---- Provided records

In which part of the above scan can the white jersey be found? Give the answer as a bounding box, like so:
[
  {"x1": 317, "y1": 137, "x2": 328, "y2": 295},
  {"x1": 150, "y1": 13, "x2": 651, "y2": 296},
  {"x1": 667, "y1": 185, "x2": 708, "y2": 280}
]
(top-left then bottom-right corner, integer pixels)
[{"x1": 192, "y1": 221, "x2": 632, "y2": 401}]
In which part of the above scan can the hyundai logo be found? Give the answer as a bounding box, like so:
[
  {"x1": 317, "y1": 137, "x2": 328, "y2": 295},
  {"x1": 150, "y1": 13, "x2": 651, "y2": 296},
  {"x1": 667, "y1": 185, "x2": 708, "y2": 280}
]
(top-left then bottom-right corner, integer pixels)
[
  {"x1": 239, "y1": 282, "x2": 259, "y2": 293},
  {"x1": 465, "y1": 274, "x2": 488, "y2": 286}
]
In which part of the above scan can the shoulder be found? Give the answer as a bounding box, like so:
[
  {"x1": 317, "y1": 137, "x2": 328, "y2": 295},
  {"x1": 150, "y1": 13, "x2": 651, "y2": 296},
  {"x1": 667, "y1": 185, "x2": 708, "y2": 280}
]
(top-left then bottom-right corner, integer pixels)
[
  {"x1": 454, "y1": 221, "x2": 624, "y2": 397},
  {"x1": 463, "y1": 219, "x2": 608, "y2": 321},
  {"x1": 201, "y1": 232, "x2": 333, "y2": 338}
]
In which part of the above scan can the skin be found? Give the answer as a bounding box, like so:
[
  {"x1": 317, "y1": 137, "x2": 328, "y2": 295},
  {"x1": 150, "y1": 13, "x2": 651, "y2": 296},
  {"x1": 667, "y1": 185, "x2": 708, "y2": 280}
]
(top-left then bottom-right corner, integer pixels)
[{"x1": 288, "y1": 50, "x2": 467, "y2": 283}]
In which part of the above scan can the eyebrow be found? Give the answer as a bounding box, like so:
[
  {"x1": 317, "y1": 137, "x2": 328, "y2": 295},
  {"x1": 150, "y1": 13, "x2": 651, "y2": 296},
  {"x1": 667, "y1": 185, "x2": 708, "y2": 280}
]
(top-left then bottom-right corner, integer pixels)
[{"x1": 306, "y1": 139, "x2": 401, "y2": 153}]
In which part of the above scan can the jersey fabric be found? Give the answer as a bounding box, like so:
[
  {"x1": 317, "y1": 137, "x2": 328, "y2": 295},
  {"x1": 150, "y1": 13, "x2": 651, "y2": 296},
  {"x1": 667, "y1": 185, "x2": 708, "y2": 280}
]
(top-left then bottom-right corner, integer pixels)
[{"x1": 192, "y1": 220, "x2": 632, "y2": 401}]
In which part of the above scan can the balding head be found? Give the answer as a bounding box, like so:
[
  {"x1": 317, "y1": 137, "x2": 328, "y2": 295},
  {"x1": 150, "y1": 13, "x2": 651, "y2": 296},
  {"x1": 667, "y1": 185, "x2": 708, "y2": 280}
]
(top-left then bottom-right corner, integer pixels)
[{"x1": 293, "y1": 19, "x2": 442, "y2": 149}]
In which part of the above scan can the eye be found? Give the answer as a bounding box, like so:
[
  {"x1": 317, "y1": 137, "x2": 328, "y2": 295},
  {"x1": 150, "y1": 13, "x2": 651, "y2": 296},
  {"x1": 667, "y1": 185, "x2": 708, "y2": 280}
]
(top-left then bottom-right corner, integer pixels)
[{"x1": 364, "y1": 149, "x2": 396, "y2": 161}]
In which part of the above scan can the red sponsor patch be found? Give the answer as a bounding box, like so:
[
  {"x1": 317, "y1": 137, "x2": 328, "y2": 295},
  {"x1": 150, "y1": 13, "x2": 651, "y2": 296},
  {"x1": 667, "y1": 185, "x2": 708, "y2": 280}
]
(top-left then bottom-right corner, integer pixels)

--------

Count the lines in the entries above that contain the word "like". Reply with only the number.

9